## Supplied text
#####

Closed seth-shaw-unlv closed 5 years ago
Seems like maybe Drupal is too slow compared to convert and we need to limit the number of messages it tries to process at one time. Perhaps setting a limit on the number of activemq consumers is the way to go.
@seth-shaw-unlv @whikloj I need to verify we're not leaking files first, which is difficult. I've been pretty careful about it and I'd like to say it's not that, but it's the most probable reason for hitting the limit.
Regardless, we'll have to throttle in some way. Due to PHP peculiarities, we're forced to use to a temp stream in CmdExecuteService
for output, which opens a file if it is > 4kb. So all the derivative generation microservices are likely to hit the open file limit under load. So if everything's on the same box, then... :bomb::bomb::bomb:
As @whikloj suggests, we'll want to make sure messages are not being processed in parallel with activemq. If we still hit the limit after dropping the number of concurrent consumers to 1, then we'll have to use camel's throttler on the derivative generation routes. Basically, just throw a .throttle(100)
at the beginning of the route.
To slow and make careful my derivative-toolkit I setup a pool of activemq consumers and that limits how many we open at a time.
I used this block, then left the ${concurrent.consumers}
as a configurable option so you can increase or decrease the number of consumers.

#####

## Dataset excerpt
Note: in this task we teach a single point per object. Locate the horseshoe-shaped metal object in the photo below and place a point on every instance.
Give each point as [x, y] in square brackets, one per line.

#####

## Problems and tasks
- 1) From the thread about open file limits, output the stretch from "Regardless, we'll have" through "open at a time." word for word.
- 2) List every numeral that appears in the thread about open file limits.

## Task-by-task answers
- 1)
Regardless, we'll have to throttle in some way. Due to PHP peculiarities, we're forced to use to a temp stream in CmdExecuteService
for output, which opens a file if it is > 4kb. So all the derivative generation microservices are likely to hit the open file limit under load. So if everything's on the same box, then... :bomb::bomb::bomb:
As @whikloj suggests, we'll want to make sure messages are not being processed in parallel with activemq. If we still hit the limit after dropping the number of concurrent consumers to 1, then we'll have to use camel's throttler on the derivative generation routes. Basically, just throw a .throttle(100)
at the beginning of the route.
To slow and make careful my derivative-toolkit I setup a pool of activemq consumers and that limits how many we open at a time.

- 2)
5
4
1
100